Reproduce the data from the line containing "the blue headscarf." through the line containing "[335,175,384,211]", inclusive, substituting "location" for each occurrence of "whereabouts" and leaving everything else unchanged.

::: Records for processing

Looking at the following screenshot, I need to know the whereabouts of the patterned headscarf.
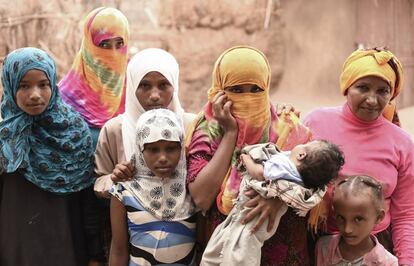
[122,48,184,160]
[0,47,94,193]
[340,48,404,124]
[59,7,129,128]
[187,46,309,215]
[117,109,195,220]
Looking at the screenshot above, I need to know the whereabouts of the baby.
[201,140,344,266]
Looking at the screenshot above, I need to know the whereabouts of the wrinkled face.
[135,71,174,111]
[143,140,181,178]
[16,69,52,115]
[333,191,381,250]
[99,37,124,50]
[346,76,391,121]
[224,84,263,93]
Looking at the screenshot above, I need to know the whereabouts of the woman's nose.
[30,87,40,100]
[366,94,378,105]
[158,153,168,164]
[149,89,161,102]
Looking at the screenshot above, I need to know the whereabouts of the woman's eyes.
[18,82,50,90]
[158,82,170,90]
[229,86,242,93]
[378,89,391,96]
[39,82,50,88]
[356,85,369,92]
[167,145,181,152]
[99,41,111,49]
[138,83,151,90]
[19,84,30,89]
[145,148,160,153]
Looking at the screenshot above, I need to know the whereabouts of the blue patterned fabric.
[0,47,94,193]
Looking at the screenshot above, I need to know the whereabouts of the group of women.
[0,5,414,265]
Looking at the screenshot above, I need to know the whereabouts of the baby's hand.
[111,161,135,183]
[240,153,253,167]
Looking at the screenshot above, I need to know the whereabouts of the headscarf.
[122,48,184,160]
[187,46,309,215]
[340,48,404,125]
[116,109,195,221]
[0,47,94,193]
[59,7,129,128]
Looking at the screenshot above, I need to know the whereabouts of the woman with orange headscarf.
[187,46,310,265]
[305,49,414,265]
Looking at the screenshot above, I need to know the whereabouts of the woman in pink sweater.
[304,49,414,265]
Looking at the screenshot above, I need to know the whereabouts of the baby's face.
[289,140,321,166]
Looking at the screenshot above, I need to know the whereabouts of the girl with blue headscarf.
[0,47,101,266]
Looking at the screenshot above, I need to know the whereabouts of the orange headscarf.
[340,49,404,124]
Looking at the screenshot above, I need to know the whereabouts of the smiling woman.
[346,76,391,121]
[305,49,414,265]
[16,69,52,115]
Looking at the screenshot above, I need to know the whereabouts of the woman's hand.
[276,103,300,117]
[213,91,238,132]
[242,189,282,233]
[111,161,135,183]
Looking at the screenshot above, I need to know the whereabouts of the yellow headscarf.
[208,46,271,127]
[340,49,404,121]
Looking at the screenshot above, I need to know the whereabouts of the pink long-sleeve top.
[304,104,414,265]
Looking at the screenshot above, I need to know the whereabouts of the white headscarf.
[122,48,184,160]
[121,109,195,221]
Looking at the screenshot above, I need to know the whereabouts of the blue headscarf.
[0,47,94,193]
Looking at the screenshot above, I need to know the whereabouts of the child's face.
[333,191,383,249]
[16,69,52,115]
[135,71,174,111]
[143,140,181,178]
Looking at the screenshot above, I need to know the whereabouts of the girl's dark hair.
[298,140,345,189]
[335,175,384,211]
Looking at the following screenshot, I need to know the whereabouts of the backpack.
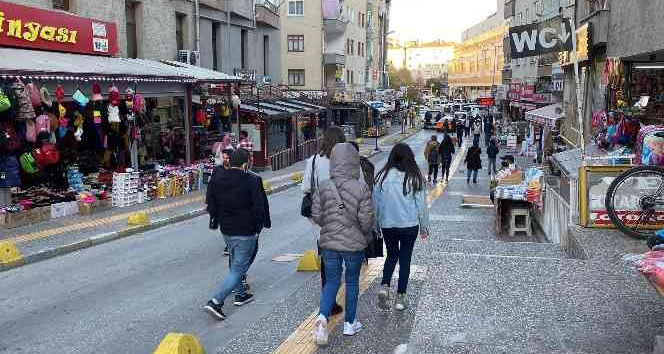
[19,152,39,175]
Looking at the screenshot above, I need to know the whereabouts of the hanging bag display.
[300,154,318,219]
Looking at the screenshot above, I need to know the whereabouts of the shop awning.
[526,103,563,127]
[0,48,196,83]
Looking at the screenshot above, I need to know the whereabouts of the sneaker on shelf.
[378,285,390,310]
[344,320,362,336]
[233,293,254,306]
[314,315,329,347]
[332,302,344,316]
[394,294,408,311]
[203,300,226,321]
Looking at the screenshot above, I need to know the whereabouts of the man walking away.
[486,139,500,175]
[424,135,438,184]
[204,149,266,321]
[438,133,455,183]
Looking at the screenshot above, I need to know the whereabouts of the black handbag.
[364,231,385,258]
[300,155,316,218]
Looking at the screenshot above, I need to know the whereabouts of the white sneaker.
[344,320,362,336]
[314,315,329,347]
[394,294,408,311]
[378,285,390,310]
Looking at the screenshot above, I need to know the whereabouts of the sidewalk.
[0,128,415,271]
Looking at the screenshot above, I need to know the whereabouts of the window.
[175,12,187,50]
[263,36,270,76]
[125,1,138,59]
[288,69,304,86]
[288,35,304,52]
[53,0,69,11]
[288,0,304,16]
[212,22,219,71]
[240,30,249,69]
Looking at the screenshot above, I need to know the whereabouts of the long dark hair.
[319,127,346,159]
[376,143,424,195]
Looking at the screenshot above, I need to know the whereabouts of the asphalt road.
[0,132,430,354]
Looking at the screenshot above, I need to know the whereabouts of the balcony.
[579,10,610,47]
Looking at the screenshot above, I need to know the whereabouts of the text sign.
[0,1,118,55]
[509,18,574,59]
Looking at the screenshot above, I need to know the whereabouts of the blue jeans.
[381,226,420,294]
[320,249,364,323]
[466,170,479,182]
[214,235,258,303]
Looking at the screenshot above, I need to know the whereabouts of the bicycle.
[604,133,664,239]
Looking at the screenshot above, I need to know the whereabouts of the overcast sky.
[390,0,497,42]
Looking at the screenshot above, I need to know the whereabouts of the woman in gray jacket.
[312,143,373,346]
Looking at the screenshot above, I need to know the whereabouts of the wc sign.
[510,18,573,59]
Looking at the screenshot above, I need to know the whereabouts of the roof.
[526,103,564,127]
[0,48,240,83]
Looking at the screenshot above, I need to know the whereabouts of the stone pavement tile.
[411,255,664,353]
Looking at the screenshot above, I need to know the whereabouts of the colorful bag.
[19,152,39,175]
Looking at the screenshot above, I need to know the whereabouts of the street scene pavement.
[0,132,664,353]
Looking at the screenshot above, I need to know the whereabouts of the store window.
[125,1,139,59]
[175,12,187,50]
[288,69,305,86]
[53,0,69,11]
[240,30,249,69]
[288,1,304,16]
[288,35,304,52]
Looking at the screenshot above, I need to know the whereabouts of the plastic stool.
[510,208,532,236]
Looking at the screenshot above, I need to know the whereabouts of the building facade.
[9,0,282,82]
[449,0,509,99]
[281,0,387,94]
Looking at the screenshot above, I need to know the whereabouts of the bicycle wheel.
[604,166,664,239]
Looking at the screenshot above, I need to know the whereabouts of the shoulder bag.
[330,180,384,258]
[300,155,316,218]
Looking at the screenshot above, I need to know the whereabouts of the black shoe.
[203,300,226,321]
[332,302,344,316]
[233,293,254,306]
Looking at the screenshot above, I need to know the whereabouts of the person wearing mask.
[300,127,346,315]
[473,118,482,143]
[312,143,374,346]
[438,133,455,183]
[424,135,439,184]
[486,139,500,175]
[456,118,466,148]
[465,139,482,184]
[373,143,429,311]
[484,117,493,148]
[203,149,266,321]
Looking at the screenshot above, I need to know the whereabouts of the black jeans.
[429,163,438,181]
[381,226,420,294]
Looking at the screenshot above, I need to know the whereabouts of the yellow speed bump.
[297,250,320,272]
[152,333,205,354]
[291,172,304,183]
[0,241,23,265]
[127,213,150,226]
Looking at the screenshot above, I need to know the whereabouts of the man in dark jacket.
[204,149,266,320]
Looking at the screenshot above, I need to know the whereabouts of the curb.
[0,131,418,272]
[0,182,299,272]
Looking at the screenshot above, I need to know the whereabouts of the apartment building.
[280,0,386,93]
[8,0,282,82]
[449,0,509,99]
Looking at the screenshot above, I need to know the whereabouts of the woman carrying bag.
[373,144,429,311]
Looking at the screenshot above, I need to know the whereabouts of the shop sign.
[479,97,494,107]
[509,17,573,59]
[0,1,118,55]
[558,23,591,66]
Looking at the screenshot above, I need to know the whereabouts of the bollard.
[297,250,320,272]
[152,333,205,354]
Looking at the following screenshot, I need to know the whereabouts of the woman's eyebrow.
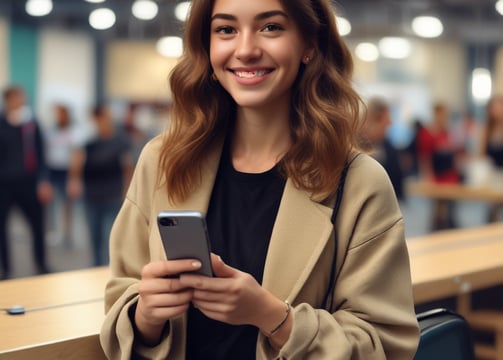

::::::

**Output of the task**.
Looking at the screenshot above, I need to know the location of the blue headscarf.
[0,47,94,193]
Looking at the screenshot above, I need to know the location of the child's face.
[333,191,383,249]
[16,69,52,115]
[135,71,174,111]
[143,140,181,178]
Looking at the screenshot above, I need to know the location of the girl's dark hair.
[298,140,345,189]
[335,175,384,211]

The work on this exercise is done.